→ **PAGE TEXT**
Jane Fonda In Five Acts
(HBO, Monday, Sept. 24)
It’s the biggest TV premiere week of the year, and first up is an epic documentary about the star with the most fascinating life: Grace and Frankie star Jane Fonda. The film covers the five figures who dominated her life: her dad, Henry Fonda (astoundingly cold, he failed to tell Jane of her mother’s suicide); first husband, director Roger Vadim (Barbarella); second husband Tom Hayden; third husband Ted Turner (she alienated him by becoming Christian); and at last, herself, responsible for her recent comeback. “I’m still changing — I’m only 80,” Fonda says. “And why be alive if you’re not learning and changing? You may not be able to make your life longer, but you can make it deeper and wider.”
(CBS, Monday Sept. 24, 9 p.m. ET)
Like the Tom Selleck original set in Hawaii, only now Magnum is young Jay Hernandez, the British sidekick he butts heads with is a snooty female, and director Justin Lin (Fast & Furious) has the investigator enter by skydiving from outer space and leaping off a cliff from his crashing Ferrari onto a helicopter.
(CBS, Tuesday Sept. 25, 9 p.m. ET)
It’s like the four other snappy procedural crime shows on TV created by Dick Wolf, 71 (Law & Order), only instead of local crimes, the cases involve New York brownstones that blow up and mass poisonings. It has nothing to do with FBI politics currently in the news but deals instead with imaginary yet realistic crimes and the agents’ personal lives. Coolest casting: Sela Ward, 62, as an FBI boss. It’s “assiduously apolitical,” Wolf says.
The Good Place
(NBC, Thursday Sept. 27, 8 p.m. ET)
Ted Danson, 70, is bound to get his 16th Emmy nomination as the supernatural being in charge of four humans in the afterlife in TV’s smartest, least predictable hit. In the third season, he beams back to Earth, prevents their deaths and tries to see if he can manipulate them into becoming good people. Odd? Yes, but if you watch this, you’ll be a better person — and laugh more.
(CBS, Thursday Sept. 27, 9:30 p.m. ET)

→ **GIVEN DATA**
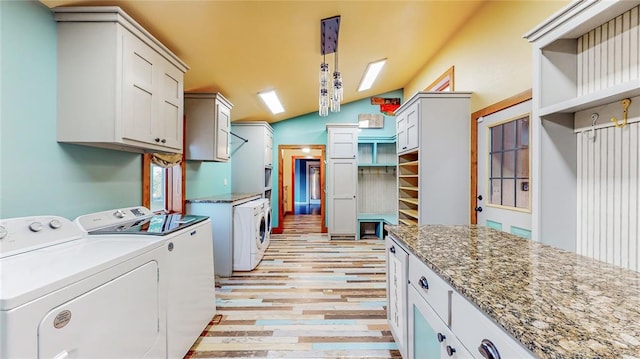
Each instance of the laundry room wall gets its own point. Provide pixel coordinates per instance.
(490, 56)
(311, 129)
(39, 175)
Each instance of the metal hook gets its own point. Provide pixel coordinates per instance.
(625, 106)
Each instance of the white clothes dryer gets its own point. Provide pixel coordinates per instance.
(250, 238)
(65, 295)
(190, 303)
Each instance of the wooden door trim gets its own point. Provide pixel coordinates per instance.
(322, 148)
(498, 106)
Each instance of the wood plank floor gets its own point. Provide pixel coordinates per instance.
(310, 297)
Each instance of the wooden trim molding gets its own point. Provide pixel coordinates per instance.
(498, 106)
(441, 82)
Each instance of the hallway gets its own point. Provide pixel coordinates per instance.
(309, 298)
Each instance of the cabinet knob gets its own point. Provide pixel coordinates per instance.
(488, 350)
(450, 350)
(424, 283)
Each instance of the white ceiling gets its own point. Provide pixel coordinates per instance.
(240, 48)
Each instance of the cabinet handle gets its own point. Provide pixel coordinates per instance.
(488, 350)
(424, 283)
(450, 350)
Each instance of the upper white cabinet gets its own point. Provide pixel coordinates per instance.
(252, 157)
(433, 158)
(342, 183)
(208, 123)
(407, 128)
(118, 86)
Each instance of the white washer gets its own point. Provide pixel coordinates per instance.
(250, 238)
(65, 295)
(190, 279)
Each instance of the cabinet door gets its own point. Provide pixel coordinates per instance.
(413, 126)
(140, 63)
(268, 148)
(169, 126)
(397, 293)
(223, 124)
(342, 196)
(343, 142)
(401, 132)
(428, 336)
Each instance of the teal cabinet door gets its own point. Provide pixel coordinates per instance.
(425, 338)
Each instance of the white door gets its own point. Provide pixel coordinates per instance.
(504, 183)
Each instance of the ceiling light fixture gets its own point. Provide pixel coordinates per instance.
(272, 101)
(370, 75)
(329, 29)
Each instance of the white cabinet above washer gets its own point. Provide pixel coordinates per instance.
(118, 86)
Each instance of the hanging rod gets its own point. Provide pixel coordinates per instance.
(242, 138)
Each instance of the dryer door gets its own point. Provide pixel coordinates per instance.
(118, 319)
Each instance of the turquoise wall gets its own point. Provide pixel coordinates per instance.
(37, 174)
(206, 179)
(310, 129)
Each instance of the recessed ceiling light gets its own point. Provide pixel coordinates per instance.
(271, 100)
(373, 69)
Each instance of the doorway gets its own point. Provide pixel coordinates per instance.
(500, 166)
(301, 174)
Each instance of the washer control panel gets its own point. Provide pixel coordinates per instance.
(24, 234)
(93, 221)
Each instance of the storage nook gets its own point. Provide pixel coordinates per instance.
(432, 131)
(586, 111)
(377, 192)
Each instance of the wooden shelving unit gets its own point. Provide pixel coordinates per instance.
(408, 188)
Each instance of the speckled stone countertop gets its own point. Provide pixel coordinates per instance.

→ **DIRECTIVES**
**a.** In the TV premiere guide, which actress is cast as an FBI boss?
**b.** Carry the TV premiere guide on from the point where it stops.

→ **IN RESPONSE**
**a.** Sela Ward

**b.**
Assiduously political, left-leaning TV newswoman Murphy (Candice Bergen, 72) is back, with the original producer and core cast of her 1988-1998 smash. And her child (Jake McDorman) is now her rival on a Fox-like network. Bergen is a bit political, but here are five reasons she’s not like Murphy Brown.
The Cool Kids
(Fox, Friday Sept. 28, 8:30 p.m. ET)
Roseanne’s Martin Mull, 75, David Alan Grier, 62, Leslie Jordan, 63, and Carol Burnett Show veteran Vicki Lawrence, 69, vie for social supremacy at the Shady Meadows retirement home, which is as unruly as any high school. “History is the best thing about getting old. You know stuff that young people don’t know,” Lawrence told the TV Critics Association. These four know as much about classic comedy as anyone alive.
(Amazon, Friday Sept. 28)
A stripped-down, streamlined, rocket-fast version of Shakespeare’s great play about aging, with Anthony Hopkins, 80, crackling with unhinged energy. In a barely futuristic England, he has wild parties with fellow old goats, goes mad in a shopping center parking lot and gets shafted by his snaky daughters (Emma Thompson and Emily Watson).
Last Man Standing
(Fox, Friday Sept. 28, 8 p.m. ET)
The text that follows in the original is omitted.